#### [Task material]

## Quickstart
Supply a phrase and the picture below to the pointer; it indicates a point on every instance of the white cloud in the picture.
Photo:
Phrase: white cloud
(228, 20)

#### [Do this]
Print every line of the entries above verbatim.

#### [Answer to this problem]
## Quickstart
Supply a phrase and the picture below to the pointer; it indicates a point on every instance of the white cloud in the picture.
Photo:
Phrase: white cloud
(228, 20)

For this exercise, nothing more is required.